# Data provided
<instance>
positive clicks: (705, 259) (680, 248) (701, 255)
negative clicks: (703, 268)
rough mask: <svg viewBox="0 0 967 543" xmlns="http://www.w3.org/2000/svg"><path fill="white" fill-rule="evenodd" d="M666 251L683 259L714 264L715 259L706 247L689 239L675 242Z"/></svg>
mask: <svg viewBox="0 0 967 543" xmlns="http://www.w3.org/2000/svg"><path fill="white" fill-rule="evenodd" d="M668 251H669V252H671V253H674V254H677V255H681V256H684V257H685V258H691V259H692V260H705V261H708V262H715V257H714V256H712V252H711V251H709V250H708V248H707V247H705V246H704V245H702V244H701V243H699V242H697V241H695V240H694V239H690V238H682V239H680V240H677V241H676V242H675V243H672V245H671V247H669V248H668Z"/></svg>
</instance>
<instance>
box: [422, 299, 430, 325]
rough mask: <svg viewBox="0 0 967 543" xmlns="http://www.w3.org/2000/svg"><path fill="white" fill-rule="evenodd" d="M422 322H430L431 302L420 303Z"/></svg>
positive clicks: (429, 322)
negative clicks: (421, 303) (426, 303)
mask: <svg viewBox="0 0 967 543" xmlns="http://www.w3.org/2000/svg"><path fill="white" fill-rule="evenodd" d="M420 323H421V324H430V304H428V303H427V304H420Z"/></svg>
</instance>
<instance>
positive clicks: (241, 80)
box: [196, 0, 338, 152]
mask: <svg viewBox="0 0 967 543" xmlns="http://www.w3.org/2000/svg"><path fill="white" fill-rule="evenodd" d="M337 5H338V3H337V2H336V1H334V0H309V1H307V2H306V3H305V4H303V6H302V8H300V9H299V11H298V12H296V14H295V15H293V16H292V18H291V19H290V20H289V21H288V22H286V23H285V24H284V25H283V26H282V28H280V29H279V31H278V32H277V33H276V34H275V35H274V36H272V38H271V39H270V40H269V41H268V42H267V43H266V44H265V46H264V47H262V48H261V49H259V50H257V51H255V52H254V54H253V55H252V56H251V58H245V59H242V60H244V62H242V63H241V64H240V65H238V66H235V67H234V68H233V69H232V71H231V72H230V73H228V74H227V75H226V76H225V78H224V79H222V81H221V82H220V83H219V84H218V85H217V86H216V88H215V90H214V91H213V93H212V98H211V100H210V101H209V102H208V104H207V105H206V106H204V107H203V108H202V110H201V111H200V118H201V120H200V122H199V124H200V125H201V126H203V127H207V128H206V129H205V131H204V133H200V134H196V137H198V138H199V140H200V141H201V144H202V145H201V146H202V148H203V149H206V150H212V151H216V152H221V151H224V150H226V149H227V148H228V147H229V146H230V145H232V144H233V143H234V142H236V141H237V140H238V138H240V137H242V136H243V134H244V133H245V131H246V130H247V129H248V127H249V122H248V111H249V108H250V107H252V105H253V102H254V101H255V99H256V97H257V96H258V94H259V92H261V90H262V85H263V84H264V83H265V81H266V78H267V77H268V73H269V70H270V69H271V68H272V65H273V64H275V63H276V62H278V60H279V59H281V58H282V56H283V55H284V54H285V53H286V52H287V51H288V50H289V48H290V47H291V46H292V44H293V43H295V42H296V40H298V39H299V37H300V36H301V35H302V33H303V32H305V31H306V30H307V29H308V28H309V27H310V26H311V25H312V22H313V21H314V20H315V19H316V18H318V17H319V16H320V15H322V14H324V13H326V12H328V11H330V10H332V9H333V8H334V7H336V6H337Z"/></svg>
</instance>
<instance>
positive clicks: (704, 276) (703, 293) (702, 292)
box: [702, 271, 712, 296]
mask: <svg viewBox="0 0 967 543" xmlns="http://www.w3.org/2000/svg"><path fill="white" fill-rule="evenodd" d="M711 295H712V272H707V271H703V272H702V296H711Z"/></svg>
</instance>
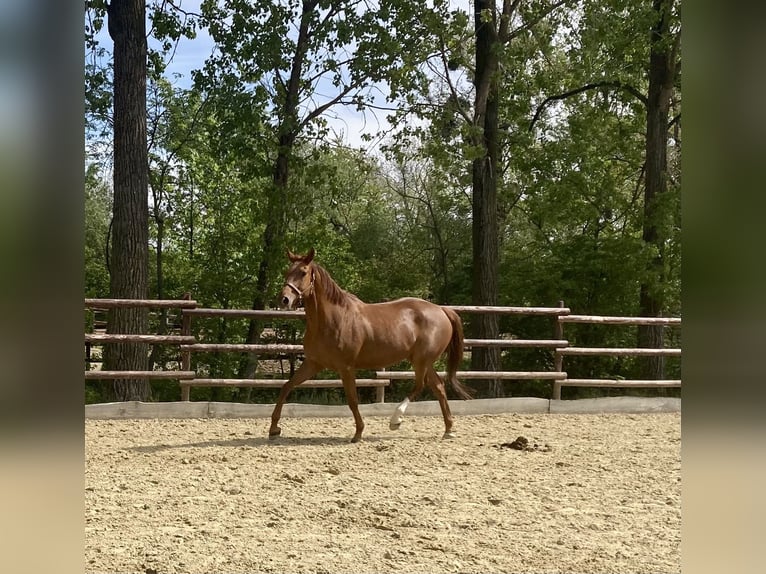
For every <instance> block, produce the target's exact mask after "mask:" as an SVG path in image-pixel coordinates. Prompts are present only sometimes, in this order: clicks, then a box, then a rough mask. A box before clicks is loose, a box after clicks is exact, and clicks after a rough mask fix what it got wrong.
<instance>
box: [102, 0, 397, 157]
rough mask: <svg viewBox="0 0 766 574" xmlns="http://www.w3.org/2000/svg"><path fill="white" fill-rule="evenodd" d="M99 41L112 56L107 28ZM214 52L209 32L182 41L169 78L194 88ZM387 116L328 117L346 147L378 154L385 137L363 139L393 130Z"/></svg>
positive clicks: (194, 9)
mask: <svg viewBox="0 0 766 574" xmlns="http://www.w3.org/2000/svg"><path fill="white" fill-rule="evenodd" d="M177 4H178V5H179V6H180V7H181V8H182V9H183V10H185V11H188V12H197V13H198V12H199V4H200V0H178V2H177ZM149 26H150V23H149V22H147V27H149ZM98 40H99V43H100V44H101V45H102V46H103V47H105V48H106V49H107V50H108V51H110V52H111V47H112V40H111V38H110V37H109V34H108V32H107V31H106V24H105V25H104V27H103V29H102V31H101V33H100V34H99V35H98ZM150 43H151V38H150ZM213 49H214V41H213V39H212V38H211V37H210V35H209V34H208V33H207V30H205V29H200V30H198V31H197V36H196V37H195V38H194V39H188V38H184V37H182V38H181V39H180V40H179V42H178V44H177V47H176V51H175V54H174V55H173V59H172V61H171V62H170V64H169V65H168V67H167V72H166V76H167V77H168V78H169V79H170V80H171V81H172V83H173V84H174V85H176V86H178V87H180V88H186V87H190V86H191V72H192V71H193V70H195V69H200V68H201V67H202V66H203V64H204V62H205V60H206V59H207V58H208V57H209V56H210V55H211V53H212V52H213ZM379 88H380V89H379V90H378V94H379V97H378V101H376V104H379V105H385V101H384V90H385V86H379ZM318 96H319V94H315V99H316V100H318V101H319V102H321V101H322V100H321V98H320V97H318ZM387 113H388V112H385V111H382V112H381V111H374V110H366V111H364V112H358V111H356V108H355V107H353V106H334V107H333V108H332V109H331V110H329V111H328V112H327V113H326V114H325V115H324V117H325V118H326V119H327V121H328V124H329V127H330V129H331V132H332V133H333V135H334V136H337V137H339V138H340V139H341V141H342V142H343V143H344V144H345V145H347V146H349V147H354V148H363V149H365V150H368V151H375V150H376V149H377V148H378V147H379V146H380V145H381V144H382V143H383V141H384V139H385V136H384V137H383V138H374V139H373V140H372V141H369V142H368V141H365V140H363V139H362V136H363V135H364V134H369V135H372V136H375V134H377V133H378V132H380V131H381V130H388V129H390V125H389V124H388V122H387V121H386V115H387Z"/></svg>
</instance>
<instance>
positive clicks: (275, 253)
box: [240, 0, 319, 378]
mask: <svg viewBox="0 0 766 574" xmlns="http://www.w3.org/2000/svg"><path fill="white" fill-rule="evenodd" d="M318 5H319V1H318V0H303V8H302V12H301V24H300V27H299V29H298V41H297V43H296V45H295V54H294V55H293V61H292V66H291V68H290V78H289V80H288V83H287V86H286V91H285V101H284V105H283V107H282V113H281V114H280V115H281V118H282V119H281V122H280V124H279V129H278V134H279V136H278V137H279V142H278V146H279V147H278V151H277V160H276V162H275V164H274V176H273V181H274V185H273V186H272V188H271V190H270V191H269V197H268V198H267V207H266V228H265V230H264V232H263V241H262V245H263V255H262V256H261V264H260V265H259V267H258V279H257V282H256V292H255V297H254V299H253V309H265V308H266V303H267V302H268V301H270V300H271V299H272V298H273V297H274V296H275V295H276V293H274V289H273V288H272V287H273V286H272V275H273V273H274V269H275V268H276V267H277V266H278V265H279V262H280V261H281V260H282V257H283V256H284V253H285V249H286V247H287V246H286V245H285V229H286V227H287V210H286V202H287V185H288V182H289V179H290V156H291V155H292V152H293V146H294V145H295V140H296V138H297V137H298V131H299V129H300V125H299V124H300V122H299V120H298V95H299V92H300V82H301V77H302V75H303V65H304V62H305V60H306V54H307V52H308V48H309V38H310V36H311V32H310V26H311V18H312V13H313V12H314V10H315V9H316V8H317V6H318ZM261 329H262V327H261V323H260V321H256V320H252V321H250V326H249V327H248V332H247V342H248V343H251V344H252V343H257V342H258V341H259V339H260V336H261ZM257 368H258V355H257V354H255V353H248V355H247V360H246V361H245V362H244V366H243V368H242V369H241V370H240V376H242V377H245V378H251V377H253V376H254V375H255V371H256V369H257Z"/></svg>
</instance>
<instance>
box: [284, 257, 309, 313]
mask: <svg viewBox="0 0 766 574" xmlns="http://www.w3.org/2000/svg"><path fill="white" fill-rule="evenodd" d="M287 257H288V258H289V259H290V267H289V268H288V269H287V271H286V272H285V285H284V287H282V291H281V292H280V294H279V302H280V304H281V306H282V308H283V309H295V308H296V307H298V306H299V305H301V304H302V303H303V298H304V297H308V295H309V294H310V293H311V290H312V289H313V288H314V268H313V266H312V265H311V262H312V261H313V260H314V248H313V247H312V248H311V250H310V251H309V252H308V253H307V254H306V255H296V254H295V253H293V252H292V251H290V250H289V249H288V250H287Z"/></svg>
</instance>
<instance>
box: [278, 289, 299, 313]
mask: <svg viewBox="0 0 766 574" xmlns="http://www.w3.org/2000/svg"><path fill="white" fill-rule="evenodd" d="M299 304H300V297H299V295H298V293H296V291H295V289H294V288H293V287H292V286H289V285H285V286H284V287H282V291H281V292H280V293H279V305H280V306H281V307H282V309H287V310H288V311H292V310H294V309H295V308H297V307H298V305H299Z"/></svg>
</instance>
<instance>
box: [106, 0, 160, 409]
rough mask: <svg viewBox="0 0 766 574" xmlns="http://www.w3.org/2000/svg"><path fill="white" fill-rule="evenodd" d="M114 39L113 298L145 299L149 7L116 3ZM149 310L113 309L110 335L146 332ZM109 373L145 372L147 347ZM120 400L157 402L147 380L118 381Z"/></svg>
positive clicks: (121, 353) (147, 270) (112, 229)
mask: <svg viewBox="0 0 766 574" xmlns="http://www.w3.org/2000/svg"><path fill="white" fill-rule="evenodd" d="M108 28H109V35H110V36H111V37H112V40H113V41H114V207H113V223H112V254H111V277H110V295H111V297H113V298H132V299H145V298H146V297H147V291H148V289H147V286H148V267H149V265H148V263H149V206H148V200H149V196H148V160H147V150H146V5H145V2H144V1H143V0H112V1H111V2H110V3H109V7H108ZM148 327H149V313H148V310H147V309H113V310H112V311H110V313H109V317H108V327H107V332H110V333H146V332H147V330H148ZM105 351H106V352H105V357H104V362H105V368H107V369H116V370H145V369H146V368H147V364H148V356H147V354H148V349H147V346H146V345H145V344H135V343H130V344H112V345H109V346H107V348H106V350H105ZM112 391H113V398H115V399H116V400H122V401H125V400H140V401H146V400H149V399H150V398H151V386H150V385H149V382H148V381H146V380H143V379H138V380H115V381H114V382H113V385H112Z"/></svg>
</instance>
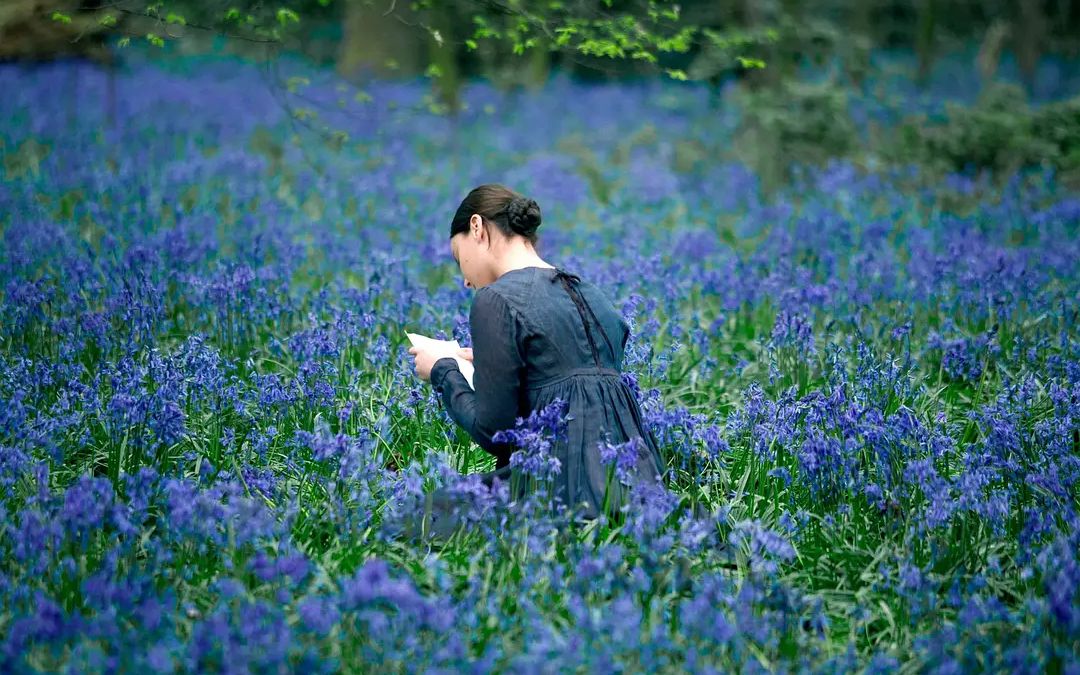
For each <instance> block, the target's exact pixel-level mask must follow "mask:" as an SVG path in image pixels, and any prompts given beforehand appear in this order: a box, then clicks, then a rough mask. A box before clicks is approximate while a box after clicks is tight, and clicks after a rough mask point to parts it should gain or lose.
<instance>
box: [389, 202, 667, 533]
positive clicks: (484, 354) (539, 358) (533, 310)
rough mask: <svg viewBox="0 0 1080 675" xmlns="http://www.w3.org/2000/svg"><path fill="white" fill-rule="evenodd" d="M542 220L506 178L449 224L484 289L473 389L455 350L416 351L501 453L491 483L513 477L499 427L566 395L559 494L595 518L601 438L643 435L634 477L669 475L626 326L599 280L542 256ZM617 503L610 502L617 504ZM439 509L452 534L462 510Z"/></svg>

# Assignment
Please copy only the lines between the first line of the entries and the line with "negative clicks: (703, 268)", keeping those two end lines as well, exactly as written.

# Response to this task
<instance>
positive clicks: (705, 259) (680, 248) (701, 255)
negative clicks: (703, 268)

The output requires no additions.